[WHAT YOU ARE ASKED TO DO]:
Transcribe word for word the portion of the items below that opens with the line containing "Q: Returning coordinates formatted like [687,511], pin" and closes with the final line of the items.

☆ ☆ ☆ ☆

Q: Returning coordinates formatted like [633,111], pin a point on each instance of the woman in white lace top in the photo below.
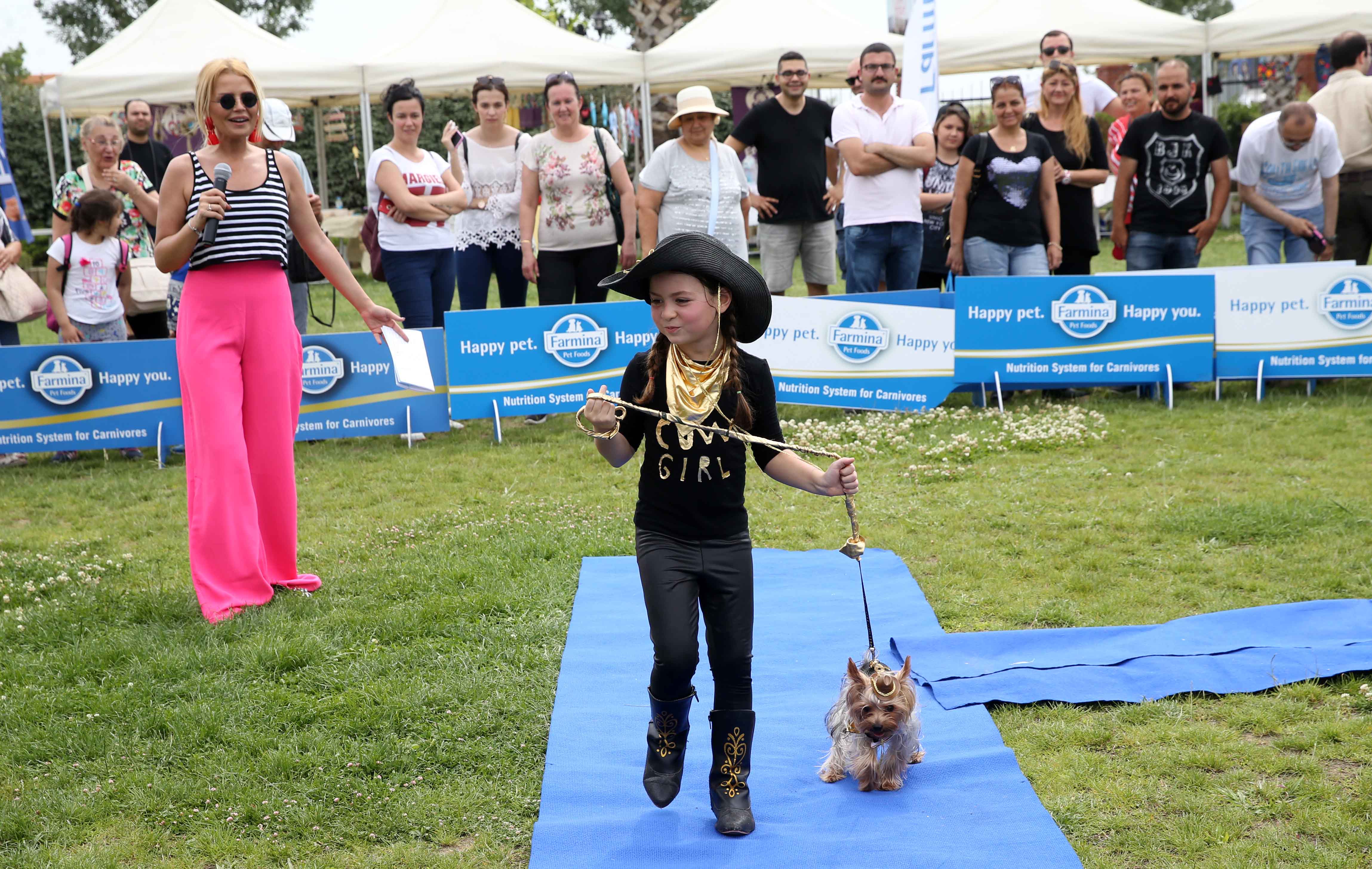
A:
[487,231]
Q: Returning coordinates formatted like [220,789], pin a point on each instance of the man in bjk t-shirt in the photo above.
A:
[1289,180]
[795,212]
[1171,151]
[1097,97]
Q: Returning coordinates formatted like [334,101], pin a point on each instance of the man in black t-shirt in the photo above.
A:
[139,145]
[1171,151]
[795,212]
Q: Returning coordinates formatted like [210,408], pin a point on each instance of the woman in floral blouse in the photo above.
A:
[577,241]
[105,171]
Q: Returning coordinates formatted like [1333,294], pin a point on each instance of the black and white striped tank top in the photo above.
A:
[256,226]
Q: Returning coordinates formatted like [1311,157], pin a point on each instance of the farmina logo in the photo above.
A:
[1348,303]
[858,337]
[1085,312]
[322,370]
[576,341]
[61,380]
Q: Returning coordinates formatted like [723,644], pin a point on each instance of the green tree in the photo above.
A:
[1201,10]
[86,25]
[24,138]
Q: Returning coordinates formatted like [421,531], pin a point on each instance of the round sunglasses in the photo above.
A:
[228,101]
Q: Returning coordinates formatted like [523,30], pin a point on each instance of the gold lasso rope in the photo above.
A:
[854,548]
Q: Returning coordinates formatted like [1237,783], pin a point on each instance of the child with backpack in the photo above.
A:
[90,282]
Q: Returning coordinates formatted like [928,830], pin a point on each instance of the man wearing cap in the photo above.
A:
[278,130]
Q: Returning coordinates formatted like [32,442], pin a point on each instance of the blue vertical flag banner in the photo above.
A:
[349,389]
[846,353]
[10,194]
[88,396]
[1300,322]
[920,66]
[1086,330]
[541,360]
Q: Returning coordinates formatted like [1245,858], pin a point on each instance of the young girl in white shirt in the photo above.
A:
[88,289]
[88,281]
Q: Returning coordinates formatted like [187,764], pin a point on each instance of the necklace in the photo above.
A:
[693,388]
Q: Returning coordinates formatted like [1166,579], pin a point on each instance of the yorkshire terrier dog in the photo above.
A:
[874,727]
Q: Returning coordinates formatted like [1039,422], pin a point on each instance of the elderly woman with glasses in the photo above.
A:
[571,167]
[693,185]
[103,169]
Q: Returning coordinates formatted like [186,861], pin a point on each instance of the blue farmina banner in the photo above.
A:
[90,396]
[541,360]
[1085,330]
[349,389]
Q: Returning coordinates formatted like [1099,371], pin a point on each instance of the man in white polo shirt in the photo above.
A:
[885,142]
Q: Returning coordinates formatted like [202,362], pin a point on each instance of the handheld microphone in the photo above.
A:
[222,182]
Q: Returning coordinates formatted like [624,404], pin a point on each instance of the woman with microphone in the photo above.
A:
[238,349]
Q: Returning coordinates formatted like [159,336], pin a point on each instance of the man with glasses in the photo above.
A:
[795,212]
[1289,180]
[885,143]
[1171,151]
[1097,97]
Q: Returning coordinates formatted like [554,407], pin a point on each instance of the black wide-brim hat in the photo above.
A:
[705,256]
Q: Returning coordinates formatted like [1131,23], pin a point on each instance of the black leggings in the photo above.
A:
[567,275]
[681,580]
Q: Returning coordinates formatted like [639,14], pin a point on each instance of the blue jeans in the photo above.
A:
[474,277]
[422,283]
[892,249]
[986,259]
[1150,252]
[1263,237]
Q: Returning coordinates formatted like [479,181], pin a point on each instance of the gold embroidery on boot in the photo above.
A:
[735,751]
[666,724]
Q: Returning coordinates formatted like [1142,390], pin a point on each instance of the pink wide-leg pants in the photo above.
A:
[239,357]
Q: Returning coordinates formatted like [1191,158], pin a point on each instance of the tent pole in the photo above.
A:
[1207,72]
[66,138]
[365,123]
[53,165]
[322,156]
[648,120]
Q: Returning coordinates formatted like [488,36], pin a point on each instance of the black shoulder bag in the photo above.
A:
[611,191]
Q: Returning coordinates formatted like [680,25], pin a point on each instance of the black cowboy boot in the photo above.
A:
[732,743]
[666,747]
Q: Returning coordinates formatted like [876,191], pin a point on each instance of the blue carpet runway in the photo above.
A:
[966,805]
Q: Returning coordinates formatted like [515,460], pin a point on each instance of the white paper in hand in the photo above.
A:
[411,360]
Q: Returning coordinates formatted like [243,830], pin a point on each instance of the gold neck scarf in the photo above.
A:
[693,389]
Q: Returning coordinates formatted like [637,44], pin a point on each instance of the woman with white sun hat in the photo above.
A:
[692,185]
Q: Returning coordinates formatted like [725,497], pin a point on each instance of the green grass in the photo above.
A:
[400,716]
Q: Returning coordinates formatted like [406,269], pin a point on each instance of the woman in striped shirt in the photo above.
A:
[238,349]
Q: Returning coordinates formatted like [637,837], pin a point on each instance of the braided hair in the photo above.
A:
[729,338]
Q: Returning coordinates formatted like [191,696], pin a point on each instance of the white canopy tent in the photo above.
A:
[459,40]
[737,43]
[1274,28]
[161,53]
[995,35]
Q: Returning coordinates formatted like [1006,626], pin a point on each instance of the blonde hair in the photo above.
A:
[95,123]
[1075,117]
[210,75]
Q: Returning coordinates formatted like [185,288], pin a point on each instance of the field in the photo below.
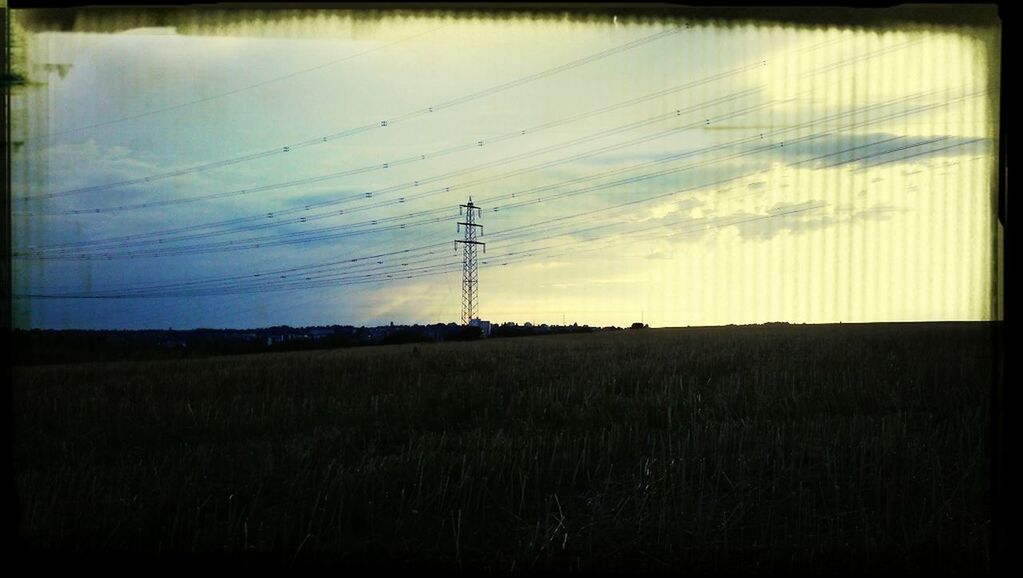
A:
[755,449]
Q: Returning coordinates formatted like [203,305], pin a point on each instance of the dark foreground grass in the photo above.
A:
[807,449]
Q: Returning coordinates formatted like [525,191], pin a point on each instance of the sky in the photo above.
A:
[309,170]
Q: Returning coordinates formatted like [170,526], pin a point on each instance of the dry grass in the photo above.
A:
[852,449]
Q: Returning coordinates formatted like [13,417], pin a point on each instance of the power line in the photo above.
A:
[366,127]
[363,276]
[475,143]
[241,89]
[318,233]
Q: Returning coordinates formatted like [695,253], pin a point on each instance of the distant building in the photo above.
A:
[483,324]
[319,334]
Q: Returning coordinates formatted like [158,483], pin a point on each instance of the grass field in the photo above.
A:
[755,449]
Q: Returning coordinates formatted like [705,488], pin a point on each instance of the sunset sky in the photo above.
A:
[307,170]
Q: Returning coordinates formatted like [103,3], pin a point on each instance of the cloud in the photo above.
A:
[868,149]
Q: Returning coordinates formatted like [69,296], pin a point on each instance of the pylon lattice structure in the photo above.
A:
[470,273]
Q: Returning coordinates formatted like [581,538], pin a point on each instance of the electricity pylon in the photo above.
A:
[470,275]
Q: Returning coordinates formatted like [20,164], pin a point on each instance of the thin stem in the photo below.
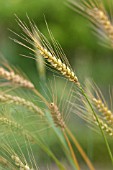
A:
[83,154]
[106,142]
[72,152]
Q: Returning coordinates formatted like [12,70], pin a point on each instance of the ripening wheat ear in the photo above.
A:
[95,11]
[55,58]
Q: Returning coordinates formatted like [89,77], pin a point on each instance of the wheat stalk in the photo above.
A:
[15,78]
[20,101]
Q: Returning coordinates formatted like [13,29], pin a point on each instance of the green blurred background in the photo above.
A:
[72,31]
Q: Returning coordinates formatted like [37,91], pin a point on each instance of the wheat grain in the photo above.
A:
[20,101]
[104,126]
[108,115]
[15,78]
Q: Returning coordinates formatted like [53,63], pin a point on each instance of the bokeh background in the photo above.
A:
[87,57]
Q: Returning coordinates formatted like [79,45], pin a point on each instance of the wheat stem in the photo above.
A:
[15,78]
[71,150]
[20,101]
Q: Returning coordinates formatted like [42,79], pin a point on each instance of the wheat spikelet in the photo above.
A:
[20,101]
[56,115]
[104,126]
[103,22]
[46,50]
[108,115]
[15,78]
[20,164]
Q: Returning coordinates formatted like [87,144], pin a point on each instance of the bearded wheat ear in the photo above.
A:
[15,78]
[46,50]
[108,115]
[94,10]
[20,101]
[104,126]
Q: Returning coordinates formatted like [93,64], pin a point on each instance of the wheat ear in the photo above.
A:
[15,78]
[104,126]
[20,101]
[108,115]
[46,50]
[103,21]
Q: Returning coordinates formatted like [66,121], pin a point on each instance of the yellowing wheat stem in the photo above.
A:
[15,78]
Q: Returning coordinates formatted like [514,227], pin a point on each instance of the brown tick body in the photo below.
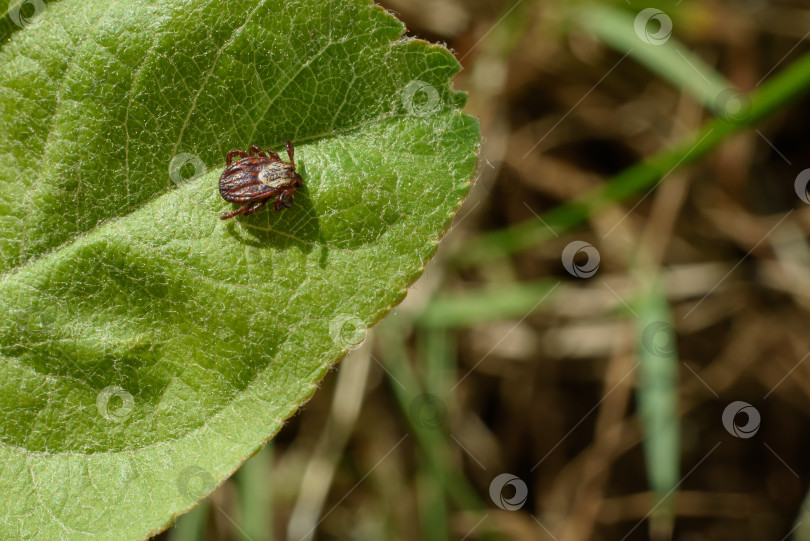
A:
[256,177]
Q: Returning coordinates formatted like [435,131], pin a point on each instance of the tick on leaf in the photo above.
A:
[256,177]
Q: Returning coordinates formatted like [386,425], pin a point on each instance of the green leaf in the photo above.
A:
[149,348]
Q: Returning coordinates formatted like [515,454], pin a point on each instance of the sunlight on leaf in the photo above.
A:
[149,347]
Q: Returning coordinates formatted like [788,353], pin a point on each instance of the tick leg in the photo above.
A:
[285,198]
[256,151]
[290,151]
[253,207]
[232,153]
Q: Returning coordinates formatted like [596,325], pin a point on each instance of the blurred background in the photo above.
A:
[610,343]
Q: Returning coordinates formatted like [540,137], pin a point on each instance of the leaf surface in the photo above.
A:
[147,347]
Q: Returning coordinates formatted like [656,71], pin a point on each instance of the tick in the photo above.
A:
[256,177]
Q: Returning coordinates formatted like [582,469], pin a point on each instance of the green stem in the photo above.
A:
[783,88]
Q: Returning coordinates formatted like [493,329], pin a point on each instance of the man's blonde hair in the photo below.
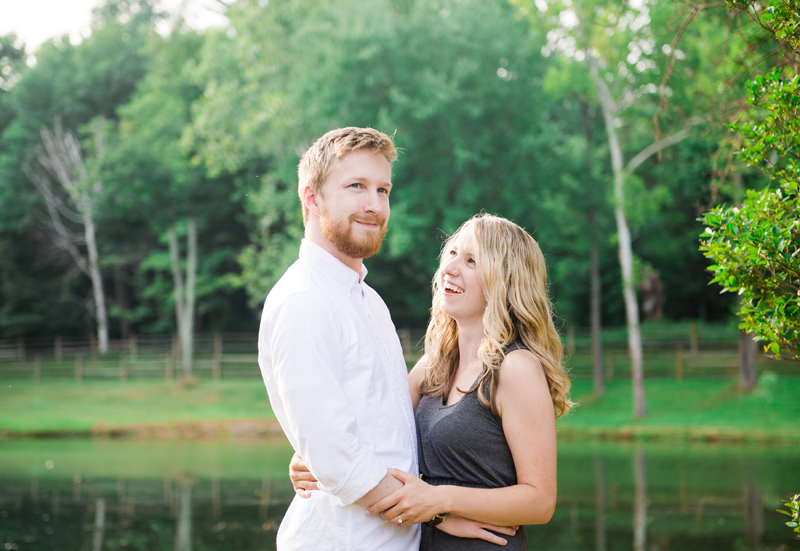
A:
[319,161]
[513,275]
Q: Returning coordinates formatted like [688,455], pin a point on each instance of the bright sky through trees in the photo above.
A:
[35,21]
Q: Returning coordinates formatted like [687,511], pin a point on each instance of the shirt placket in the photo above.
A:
[399,386]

☆ ☆ ☆ ☆

[RESPONSE TO THIS TASK]:
Q: Returning coordinates formatted like [687,511], pin a point on each instance of the shirt placket in the photo above.
A:
[399,386]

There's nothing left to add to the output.